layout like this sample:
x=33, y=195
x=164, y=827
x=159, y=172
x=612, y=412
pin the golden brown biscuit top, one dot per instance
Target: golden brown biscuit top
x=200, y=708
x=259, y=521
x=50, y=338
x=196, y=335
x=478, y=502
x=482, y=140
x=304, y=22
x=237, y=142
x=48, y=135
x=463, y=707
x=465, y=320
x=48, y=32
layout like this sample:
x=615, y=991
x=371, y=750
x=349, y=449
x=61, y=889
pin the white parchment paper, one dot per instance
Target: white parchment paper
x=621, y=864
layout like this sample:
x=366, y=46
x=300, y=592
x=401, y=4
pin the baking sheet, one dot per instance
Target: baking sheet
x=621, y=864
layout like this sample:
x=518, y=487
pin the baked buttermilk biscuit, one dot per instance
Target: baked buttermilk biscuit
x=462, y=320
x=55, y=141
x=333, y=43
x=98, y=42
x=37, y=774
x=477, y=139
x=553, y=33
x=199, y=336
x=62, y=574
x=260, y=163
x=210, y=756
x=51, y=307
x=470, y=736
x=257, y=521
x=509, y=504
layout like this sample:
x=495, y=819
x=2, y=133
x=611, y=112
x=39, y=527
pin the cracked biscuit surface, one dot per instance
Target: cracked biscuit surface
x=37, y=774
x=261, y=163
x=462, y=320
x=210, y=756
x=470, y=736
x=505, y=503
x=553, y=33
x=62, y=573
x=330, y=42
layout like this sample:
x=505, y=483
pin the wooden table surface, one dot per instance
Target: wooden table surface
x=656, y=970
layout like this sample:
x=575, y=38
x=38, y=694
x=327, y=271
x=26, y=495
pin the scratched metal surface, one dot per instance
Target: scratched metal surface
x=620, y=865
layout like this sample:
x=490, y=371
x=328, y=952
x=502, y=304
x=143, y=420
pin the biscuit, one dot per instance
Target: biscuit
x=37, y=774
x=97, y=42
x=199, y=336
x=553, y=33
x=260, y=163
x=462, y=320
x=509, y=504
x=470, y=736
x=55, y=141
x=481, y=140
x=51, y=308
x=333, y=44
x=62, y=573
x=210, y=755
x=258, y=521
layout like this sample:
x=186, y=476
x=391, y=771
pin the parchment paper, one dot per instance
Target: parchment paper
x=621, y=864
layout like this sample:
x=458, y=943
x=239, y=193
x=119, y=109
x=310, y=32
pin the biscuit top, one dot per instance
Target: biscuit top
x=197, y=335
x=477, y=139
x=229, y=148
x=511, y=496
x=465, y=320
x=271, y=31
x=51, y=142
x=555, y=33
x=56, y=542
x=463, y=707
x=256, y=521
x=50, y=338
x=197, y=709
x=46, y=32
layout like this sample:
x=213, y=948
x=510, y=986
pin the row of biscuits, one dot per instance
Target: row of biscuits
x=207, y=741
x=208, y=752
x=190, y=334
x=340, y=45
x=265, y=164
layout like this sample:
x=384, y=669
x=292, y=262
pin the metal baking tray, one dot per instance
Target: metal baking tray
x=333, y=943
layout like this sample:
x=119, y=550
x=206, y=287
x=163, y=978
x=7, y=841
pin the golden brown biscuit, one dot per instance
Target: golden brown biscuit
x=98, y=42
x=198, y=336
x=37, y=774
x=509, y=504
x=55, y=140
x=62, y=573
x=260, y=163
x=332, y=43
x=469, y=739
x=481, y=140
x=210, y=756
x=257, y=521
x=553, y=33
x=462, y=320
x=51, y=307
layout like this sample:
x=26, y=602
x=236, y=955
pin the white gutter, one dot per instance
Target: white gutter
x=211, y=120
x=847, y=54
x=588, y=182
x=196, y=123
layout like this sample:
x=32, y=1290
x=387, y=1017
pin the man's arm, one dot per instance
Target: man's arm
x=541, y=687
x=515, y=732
────────
_EXERCISE PROMPT:_ Rewrite every line of the items above as one numbered list, leaving out any blank lines.

_ANSWER FOR THE TASK:_
1. layout like this sample:
2. x=33, y=195
3. x=164, y=827
4. x=159, y=172
5. x=612, y=412
6. pin the golden brown biscuit top, one dot per instance
7. Target: golden brown biscuit top
8. x=200, y=708
9. x=259, y=521
10. x=50, y=338
11. x=196, y=335
12. x=478, y=502
13. x=482, y=140
14. x=304, y=22
15. x=237, y=142
16. x=48, y=135
17. x=463, y=707
18. x=465, y=320
19. x=48, y=32
20. layout like this sample:
21. x=615, y=991
22. x=371, y=750
23. x=349, y=449
24. x=61, y=889
25. pin the white parchment paper, one dot per instance
26. Target: white parchment paper
27. x=621, y=864
28. layout like this sample:
29. x=366, y=46
30. x=300, y=592
31. x=401, y=4
32. pin the baking sheet, one dot per instance
33. Target: baking sheet
34. x=621, y=864
35. layout like this sample:
36. x=518, y=487
37. pin the baked buttermilk biscuit, one dot per instance
38. Target: baked buttermilk biscuit
39. x=462, y=320
40. x=55, y=141
41. x=333, y=43
42. x=98, y=42
43. x=37, y=774
44. x=477, y=139
45. x=553, y=33
46. x=199, y=336
47. x=62, y=574
48. x=260, y=163
49. x=210, y=756
50. x=51, y=307
51. x=470, y=736
52. x=257, y=521
53. x=509, y=504
54. layout like this sample:
55. x=495, y=819
56. x=2, y=133
57. x=611, y=112
58. x=39, y=527
59. pin the cracked biscuit surface, one dot per instance
60. Target: cracked biscuit surface
61. x=37, y=774
62. x=261, y=163
63. x=462, y=320
64. x=210, y=756
65. x=470, y=736
66. x=505, y=503
67. x=553, y=33
68. x=62, y=573
69. x=330, y=42
70. layout like this sample:
71. x=505, y=483
72. pin the wooden table surface, one dot per instance
73. Target: wooden table surface
74. x=656, y=970
75. layout like this sample:
76. x=575, y=38
77. x=38, y=694
78. x=327, y=271
79. x=26, y=495
80. pin the scratched metal surface, one dot per instance
81. Target: scratched metal surface
82. x=620, y=865
83. layout like this sample:
84. x=490, y=371
85. x=328, y=952
86. x=502, y=304
87. x=143, y=420
88. pin the biscuit, one dot per instance
89. Target: biscuit
90. x=37, y=774
91. x=97, y=42
92. x=199, y=336
93. x=553, y=33
94. x=260, y=163
95. x=462, y=320
96. x=509, y=504
97. x=470, y=736
98. x=55, y=141
99. x=481, y=140
100. x=51, y=308
101. x=333, y=44
102. x=62, y=573
103. x=210, y=755
104. x=258, y=521
105. layout like this sample:
106. x=186, y=476
107. x=391, y=771
108. pin the parchment paper, one dot per instance
109. Target: parchment paper
110. x=621, y=864
111. layout like this sample:
112. x=458, y=943
113. x=239, y=193
114. x=119, y=109
115. x=310, y=32
116. pin the biscuit top, one dot per instance
117. Target: biscuit top
118. x=197, y=335
119. x=477, y=139
120. x=229, y=148
121. x=511, y=496
122. x=465, y=320
123. x=271, y=31
124. x=51, y=142
125. x=555, y=33
126. x=56, y=542
127. x=463, y=707
128. x=256, y=521
129. x=50, y=338
130. x=197, y=709
131. x=46, y=32
132. layout like this sample:
133. x=213, y=948
134. x=510, y=986
135. pin the row of biscuits, one dot per instance
136. Target: row of biscuits
137. x=207, y=741
138. x=208, y=752
139. x=190, y=334
140. x=340, y=45
141. x=265, y=164
142. layout like this sample:
143. x=384, y=669
144. x=292, y=262
145. pin the metal baking tray, one dot per instance
146. Target: metal baking tray
147. x=333, y=943
148. layout like this sample:
149. x=119, y=550
150. x=206, y=287
151. x=163, y=978
152. x=7, y=841
153. pin the golden brown biscuit, one dot per instance
154. Target: golden brown biscuit
155. x=98, y=42
156. x=198, y=336
157. x=37, y=774
158. x=509, y=504
159. x=55, y=140
160. x=62, y=573
161. x=260, y=163
162. x=332, y=43
163. x=469, y=739
164. x=481, y=140
165. x=210, y=756
166. x=257, y=521
167. x=553, y=33
168. x=462, y=320
169. x=51, y=307
170. layout like this sample:
171. x=26, y=602
172. x=236, y=955
173. pin the white gutter, one dot per instance
174. Target: white gutter
175. x=211, y=120
176. x=847, y=54
177. x=588, y=182
178. x=196, y=123
179. layout like this sample:
180. x=32, y=1290
181. x=387, y=1017
182. pin the man's arm, one dot per instance
183. Target: man's arm
184. x=541, y=687
185. x=515, y=732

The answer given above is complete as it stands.